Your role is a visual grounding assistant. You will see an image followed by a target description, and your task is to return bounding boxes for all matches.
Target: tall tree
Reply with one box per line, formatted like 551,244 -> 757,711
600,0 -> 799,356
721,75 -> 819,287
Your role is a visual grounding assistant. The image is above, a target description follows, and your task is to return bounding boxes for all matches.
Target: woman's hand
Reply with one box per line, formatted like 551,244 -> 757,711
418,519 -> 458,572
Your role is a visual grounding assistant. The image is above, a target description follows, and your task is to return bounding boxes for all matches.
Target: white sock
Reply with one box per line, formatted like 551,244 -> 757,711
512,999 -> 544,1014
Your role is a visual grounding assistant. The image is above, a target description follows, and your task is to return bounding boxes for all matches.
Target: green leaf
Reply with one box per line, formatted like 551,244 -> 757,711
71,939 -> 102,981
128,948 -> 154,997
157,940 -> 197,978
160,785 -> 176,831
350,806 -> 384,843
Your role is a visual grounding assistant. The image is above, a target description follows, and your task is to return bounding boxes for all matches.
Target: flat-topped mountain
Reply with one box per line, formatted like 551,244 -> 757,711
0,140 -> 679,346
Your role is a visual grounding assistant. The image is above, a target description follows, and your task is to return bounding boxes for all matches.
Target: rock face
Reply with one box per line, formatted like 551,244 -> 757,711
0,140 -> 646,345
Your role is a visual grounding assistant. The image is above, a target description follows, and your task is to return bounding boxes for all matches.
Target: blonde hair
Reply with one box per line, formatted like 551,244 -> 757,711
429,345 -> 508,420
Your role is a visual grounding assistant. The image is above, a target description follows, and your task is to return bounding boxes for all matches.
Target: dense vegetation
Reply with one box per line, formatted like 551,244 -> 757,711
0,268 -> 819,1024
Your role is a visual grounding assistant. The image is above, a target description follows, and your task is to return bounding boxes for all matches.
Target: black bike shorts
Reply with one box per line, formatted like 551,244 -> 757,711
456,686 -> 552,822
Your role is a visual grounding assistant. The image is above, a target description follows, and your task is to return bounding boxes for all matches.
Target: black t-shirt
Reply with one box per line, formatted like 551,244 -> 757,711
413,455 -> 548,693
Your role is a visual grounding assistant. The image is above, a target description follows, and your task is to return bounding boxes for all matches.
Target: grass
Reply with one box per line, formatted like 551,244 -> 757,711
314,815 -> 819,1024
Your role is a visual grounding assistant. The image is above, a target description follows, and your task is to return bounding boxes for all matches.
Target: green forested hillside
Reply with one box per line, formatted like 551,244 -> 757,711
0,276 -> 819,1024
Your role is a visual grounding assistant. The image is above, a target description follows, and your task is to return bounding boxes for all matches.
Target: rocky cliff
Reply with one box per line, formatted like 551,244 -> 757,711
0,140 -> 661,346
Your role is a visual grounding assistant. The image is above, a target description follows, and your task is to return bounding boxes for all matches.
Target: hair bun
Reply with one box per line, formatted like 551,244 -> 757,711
------------------------------------
:: Exercise prompt ::
Rewrite the stretch of the listing from its beginning through the line containing "350,806 -> 384,843", replacing "green leaf" with "green foliage" and leaving everything else unchanged.

:: Finished exercise ::
Your role is a visual grounding assistant. You will see an image followed by a target description, and your task is to return bounding boxes for all matches.
Target: tall tree
Reply with one box per line, formatted like 551,244 -> 757,711
600,0 -> 799,356
721,75 -> 819,287
Your role is a visual grounding assistant. The image is above, a target description follows, and your task is to return bounding boxes for all matches.
Target: woman's hand
Reply with one box per line, formatted like 551,244 -> 757,711
418,519 -> 458,572
Your role is a visual grounding assistant. The image is above, a target description follows, and your task is to return bounding boxes for all matches.
Target: white sock
Reply with one box per line, formatted like 551,244 -> 757,711
512,999 -> 544,1014
Your role is a visual grounding assistant. The image is above, a target description follows, and your task is to return bounding boxes for all matches.
Target: green foliage
Reply with one box per line, formatted like 551,244 -> 757,711
71,939 -> 102,981
128,948 -> 154,997
157,940 -> 197,978
160,785 -> 176,831
350,806 -> 384,843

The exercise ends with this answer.